Write out, character for character, every line from the one containing "[mask] outline building window" through the one containing "[[[328,47],[324,42],[320,44],[319,85],[321,89],[328,86]]]", including both of those lines.

Data entries:
● ● ● ●
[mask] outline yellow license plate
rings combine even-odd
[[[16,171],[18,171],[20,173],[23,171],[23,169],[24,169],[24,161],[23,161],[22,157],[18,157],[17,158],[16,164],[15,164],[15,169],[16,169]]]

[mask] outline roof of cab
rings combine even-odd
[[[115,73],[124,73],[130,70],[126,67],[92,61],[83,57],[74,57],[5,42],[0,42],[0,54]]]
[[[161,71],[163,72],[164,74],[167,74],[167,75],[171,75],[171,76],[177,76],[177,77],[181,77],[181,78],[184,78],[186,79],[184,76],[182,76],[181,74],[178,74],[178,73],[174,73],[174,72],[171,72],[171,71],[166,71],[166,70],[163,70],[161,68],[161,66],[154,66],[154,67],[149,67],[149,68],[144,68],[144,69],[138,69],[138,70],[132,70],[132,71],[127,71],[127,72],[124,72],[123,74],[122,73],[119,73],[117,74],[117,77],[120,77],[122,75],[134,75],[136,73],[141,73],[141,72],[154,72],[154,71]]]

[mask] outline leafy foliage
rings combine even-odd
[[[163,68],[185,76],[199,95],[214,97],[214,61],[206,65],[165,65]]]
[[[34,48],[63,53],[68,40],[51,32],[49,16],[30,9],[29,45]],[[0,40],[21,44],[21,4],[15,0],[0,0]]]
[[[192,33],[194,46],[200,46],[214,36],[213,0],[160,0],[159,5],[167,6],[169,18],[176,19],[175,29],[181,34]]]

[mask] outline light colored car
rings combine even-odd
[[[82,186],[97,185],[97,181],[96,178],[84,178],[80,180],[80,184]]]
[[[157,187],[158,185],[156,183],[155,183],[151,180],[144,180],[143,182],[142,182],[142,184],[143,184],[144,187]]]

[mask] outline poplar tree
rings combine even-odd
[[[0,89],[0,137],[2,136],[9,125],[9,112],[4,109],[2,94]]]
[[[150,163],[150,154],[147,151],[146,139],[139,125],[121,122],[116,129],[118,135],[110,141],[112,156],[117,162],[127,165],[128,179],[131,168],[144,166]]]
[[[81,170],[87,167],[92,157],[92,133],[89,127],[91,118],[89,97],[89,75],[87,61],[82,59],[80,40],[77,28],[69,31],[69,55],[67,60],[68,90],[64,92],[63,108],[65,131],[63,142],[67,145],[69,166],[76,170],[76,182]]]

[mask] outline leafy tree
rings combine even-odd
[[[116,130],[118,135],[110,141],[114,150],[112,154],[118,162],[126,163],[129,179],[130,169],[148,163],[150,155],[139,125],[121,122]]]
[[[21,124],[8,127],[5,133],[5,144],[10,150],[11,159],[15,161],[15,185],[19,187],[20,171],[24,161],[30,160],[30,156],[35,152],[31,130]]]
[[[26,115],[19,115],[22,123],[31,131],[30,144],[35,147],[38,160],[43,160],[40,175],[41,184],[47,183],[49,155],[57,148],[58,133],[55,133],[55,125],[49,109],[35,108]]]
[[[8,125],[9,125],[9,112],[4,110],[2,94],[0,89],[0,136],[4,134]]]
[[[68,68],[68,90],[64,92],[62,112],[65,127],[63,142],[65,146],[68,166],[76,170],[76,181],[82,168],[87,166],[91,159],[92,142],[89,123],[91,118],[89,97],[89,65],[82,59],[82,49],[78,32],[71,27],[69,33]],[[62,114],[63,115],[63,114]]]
● ● ● ●
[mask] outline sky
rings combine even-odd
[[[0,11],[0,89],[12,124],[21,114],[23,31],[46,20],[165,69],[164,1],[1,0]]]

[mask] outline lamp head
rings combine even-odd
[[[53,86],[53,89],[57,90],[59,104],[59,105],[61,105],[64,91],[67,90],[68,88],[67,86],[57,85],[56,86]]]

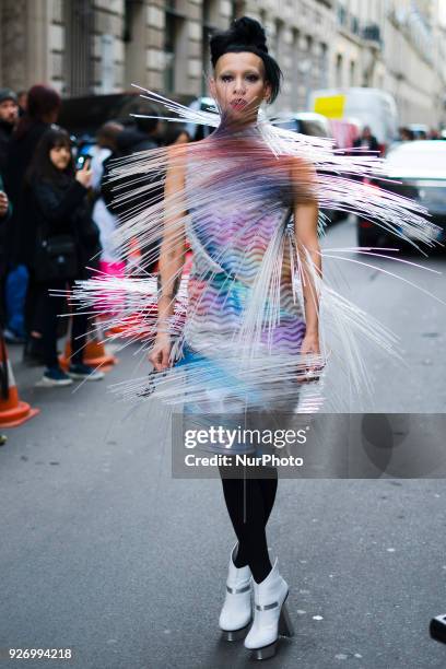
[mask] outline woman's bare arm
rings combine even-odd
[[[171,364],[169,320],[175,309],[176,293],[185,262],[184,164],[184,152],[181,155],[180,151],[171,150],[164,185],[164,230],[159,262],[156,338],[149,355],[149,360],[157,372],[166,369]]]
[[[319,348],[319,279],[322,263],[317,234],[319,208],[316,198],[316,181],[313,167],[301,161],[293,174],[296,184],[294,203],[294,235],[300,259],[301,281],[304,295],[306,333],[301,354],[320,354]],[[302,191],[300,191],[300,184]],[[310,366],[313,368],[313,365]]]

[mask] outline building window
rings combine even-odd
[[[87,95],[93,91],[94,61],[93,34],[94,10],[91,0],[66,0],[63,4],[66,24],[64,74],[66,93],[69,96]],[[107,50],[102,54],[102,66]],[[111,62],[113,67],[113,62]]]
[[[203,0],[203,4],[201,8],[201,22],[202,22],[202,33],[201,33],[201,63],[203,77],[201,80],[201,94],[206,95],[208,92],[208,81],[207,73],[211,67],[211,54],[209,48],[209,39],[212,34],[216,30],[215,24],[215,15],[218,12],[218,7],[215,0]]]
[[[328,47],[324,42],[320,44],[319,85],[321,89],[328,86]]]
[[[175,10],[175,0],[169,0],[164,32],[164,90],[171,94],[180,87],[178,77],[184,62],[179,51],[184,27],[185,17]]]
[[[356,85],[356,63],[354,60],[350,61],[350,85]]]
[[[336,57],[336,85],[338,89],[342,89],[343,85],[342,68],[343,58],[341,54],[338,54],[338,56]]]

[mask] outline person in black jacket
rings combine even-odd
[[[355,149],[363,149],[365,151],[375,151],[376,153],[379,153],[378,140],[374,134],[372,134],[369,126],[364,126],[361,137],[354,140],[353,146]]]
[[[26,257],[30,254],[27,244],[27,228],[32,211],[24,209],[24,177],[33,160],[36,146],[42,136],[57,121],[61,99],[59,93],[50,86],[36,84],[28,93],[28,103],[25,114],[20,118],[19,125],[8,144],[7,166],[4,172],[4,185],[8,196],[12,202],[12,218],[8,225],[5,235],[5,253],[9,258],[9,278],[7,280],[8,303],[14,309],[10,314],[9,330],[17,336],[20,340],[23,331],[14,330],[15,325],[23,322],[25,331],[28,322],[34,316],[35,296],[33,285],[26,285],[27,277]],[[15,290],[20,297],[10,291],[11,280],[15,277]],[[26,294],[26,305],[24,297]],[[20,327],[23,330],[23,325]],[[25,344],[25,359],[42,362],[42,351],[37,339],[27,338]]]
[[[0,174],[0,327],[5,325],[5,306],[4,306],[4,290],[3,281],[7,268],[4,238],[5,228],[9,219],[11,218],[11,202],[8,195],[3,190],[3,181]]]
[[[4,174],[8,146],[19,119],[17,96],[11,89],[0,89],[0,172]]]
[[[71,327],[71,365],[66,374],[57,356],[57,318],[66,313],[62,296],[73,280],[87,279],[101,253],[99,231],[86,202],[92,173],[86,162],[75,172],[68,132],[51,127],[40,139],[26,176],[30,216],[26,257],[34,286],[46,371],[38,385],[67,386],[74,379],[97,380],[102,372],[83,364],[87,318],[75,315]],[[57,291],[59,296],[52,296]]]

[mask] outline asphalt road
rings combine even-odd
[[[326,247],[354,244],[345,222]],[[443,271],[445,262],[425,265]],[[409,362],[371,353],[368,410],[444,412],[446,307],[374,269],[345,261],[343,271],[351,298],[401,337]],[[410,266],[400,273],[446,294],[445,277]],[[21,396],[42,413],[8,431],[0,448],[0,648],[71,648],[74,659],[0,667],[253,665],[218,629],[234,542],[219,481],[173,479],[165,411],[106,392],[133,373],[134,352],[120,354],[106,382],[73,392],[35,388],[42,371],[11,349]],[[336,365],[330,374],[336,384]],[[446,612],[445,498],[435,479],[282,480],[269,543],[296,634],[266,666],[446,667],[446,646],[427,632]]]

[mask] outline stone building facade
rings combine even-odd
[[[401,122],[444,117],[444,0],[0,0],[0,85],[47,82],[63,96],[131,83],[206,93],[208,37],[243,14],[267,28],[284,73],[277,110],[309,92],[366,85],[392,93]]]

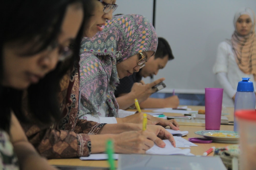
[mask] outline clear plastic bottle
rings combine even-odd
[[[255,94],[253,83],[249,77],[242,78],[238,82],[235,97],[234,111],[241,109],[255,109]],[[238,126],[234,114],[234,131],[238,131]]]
● ● ● ●
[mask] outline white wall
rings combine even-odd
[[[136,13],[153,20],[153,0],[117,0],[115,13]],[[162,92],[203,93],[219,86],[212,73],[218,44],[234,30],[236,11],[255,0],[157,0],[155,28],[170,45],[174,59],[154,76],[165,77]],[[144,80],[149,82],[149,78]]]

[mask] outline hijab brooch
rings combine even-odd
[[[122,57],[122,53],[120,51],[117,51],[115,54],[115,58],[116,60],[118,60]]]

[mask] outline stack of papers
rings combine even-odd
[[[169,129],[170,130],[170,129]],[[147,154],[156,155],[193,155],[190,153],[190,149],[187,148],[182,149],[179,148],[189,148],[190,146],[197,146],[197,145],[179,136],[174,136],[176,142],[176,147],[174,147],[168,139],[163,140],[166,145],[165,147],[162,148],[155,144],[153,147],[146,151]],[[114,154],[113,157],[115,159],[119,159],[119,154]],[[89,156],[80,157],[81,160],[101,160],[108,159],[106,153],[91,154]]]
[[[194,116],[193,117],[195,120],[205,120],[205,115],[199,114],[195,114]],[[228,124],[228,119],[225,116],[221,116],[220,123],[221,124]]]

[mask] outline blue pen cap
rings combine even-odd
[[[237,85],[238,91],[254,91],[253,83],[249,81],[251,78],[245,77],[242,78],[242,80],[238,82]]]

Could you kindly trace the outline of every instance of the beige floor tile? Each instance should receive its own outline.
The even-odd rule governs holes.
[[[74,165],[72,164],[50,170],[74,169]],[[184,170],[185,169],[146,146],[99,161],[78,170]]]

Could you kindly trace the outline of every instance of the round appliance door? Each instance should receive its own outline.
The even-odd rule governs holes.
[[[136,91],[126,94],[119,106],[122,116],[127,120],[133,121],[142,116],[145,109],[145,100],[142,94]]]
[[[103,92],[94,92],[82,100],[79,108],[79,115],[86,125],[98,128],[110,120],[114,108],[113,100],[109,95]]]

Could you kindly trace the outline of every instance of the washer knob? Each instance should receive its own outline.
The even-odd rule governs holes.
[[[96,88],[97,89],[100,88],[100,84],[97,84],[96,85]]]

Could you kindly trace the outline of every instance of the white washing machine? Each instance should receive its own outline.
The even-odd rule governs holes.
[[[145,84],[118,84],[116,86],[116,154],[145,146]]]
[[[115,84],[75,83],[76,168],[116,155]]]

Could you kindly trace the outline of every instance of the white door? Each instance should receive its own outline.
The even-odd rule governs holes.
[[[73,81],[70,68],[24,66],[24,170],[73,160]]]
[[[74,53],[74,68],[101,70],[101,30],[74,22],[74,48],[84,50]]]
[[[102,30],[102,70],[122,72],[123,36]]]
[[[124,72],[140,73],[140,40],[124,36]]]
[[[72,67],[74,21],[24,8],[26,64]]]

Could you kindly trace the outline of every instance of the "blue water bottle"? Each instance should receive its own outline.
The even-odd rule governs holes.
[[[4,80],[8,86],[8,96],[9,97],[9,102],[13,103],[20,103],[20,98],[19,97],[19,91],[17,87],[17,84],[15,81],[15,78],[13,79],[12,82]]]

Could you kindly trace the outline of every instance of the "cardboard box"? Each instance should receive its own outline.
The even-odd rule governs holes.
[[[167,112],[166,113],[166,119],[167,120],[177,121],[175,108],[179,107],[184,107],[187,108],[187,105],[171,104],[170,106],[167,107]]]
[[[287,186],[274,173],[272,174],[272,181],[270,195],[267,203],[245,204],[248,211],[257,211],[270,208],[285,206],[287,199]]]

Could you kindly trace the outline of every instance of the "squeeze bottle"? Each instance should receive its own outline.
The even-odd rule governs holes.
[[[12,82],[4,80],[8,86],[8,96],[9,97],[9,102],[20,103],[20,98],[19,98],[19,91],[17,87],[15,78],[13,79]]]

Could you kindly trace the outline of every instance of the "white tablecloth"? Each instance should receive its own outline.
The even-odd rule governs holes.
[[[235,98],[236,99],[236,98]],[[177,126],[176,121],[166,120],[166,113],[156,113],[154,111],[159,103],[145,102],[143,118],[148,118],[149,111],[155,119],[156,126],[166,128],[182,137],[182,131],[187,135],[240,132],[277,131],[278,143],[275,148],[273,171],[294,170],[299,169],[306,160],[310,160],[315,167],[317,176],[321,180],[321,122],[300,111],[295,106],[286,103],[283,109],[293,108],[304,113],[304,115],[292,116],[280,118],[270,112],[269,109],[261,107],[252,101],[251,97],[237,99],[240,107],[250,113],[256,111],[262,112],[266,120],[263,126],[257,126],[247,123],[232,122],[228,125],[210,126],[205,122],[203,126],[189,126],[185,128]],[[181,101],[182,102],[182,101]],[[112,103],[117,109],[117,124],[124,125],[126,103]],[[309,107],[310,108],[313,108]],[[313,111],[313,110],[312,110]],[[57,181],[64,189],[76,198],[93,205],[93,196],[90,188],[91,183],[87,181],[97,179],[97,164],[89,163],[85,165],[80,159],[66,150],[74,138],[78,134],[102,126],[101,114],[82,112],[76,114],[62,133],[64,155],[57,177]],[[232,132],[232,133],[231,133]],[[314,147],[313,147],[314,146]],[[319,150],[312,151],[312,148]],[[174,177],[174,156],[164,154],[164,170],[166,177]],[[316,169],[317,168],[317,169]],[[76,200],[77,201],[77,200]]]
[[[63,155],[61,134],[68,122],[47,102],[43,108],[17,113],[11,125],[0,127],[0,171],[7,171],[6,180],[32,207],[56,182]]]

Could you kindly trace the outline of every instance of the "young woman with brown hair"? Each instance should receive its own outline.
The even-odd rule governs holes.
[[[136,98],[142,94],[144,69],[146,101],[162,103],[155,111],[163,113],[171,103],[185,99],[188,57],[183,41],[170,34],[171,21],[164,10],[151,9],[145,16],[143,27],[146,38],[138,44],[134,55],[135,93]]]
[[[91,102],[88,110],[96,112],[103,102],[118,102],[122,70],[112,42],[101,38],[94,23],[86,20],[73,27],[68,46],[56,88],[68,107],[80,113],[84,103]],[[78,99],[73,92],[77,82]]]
● ● ● ●
Correct output:
[mask] outline building window
rings combine even-odd
[[[87,95],[93,91],[94,61],[93,34],[94,10],[91,0],[66,0],[63,4],[66,24],[64,74],[66,93],[69,96]],[[107,50],[102,54],[102,66]],[[111,62],[113,67],[113,62]]]
[[[203,0],[203,4],[201,8],[201,22],[202,22],[202,33],[201,33],[201,63],[203,77],[201,80],[201,94],[206,95],[208,92],[208,81],[207,73],[211,67],[211,54],[209,48],[209,39],[212,34],[216,30],[215,24],[215,15],[218,12],[218,7],[215,0]]]
[[[328,47],[324,42],[320,44],[319,85],[321,89],[328,86]]]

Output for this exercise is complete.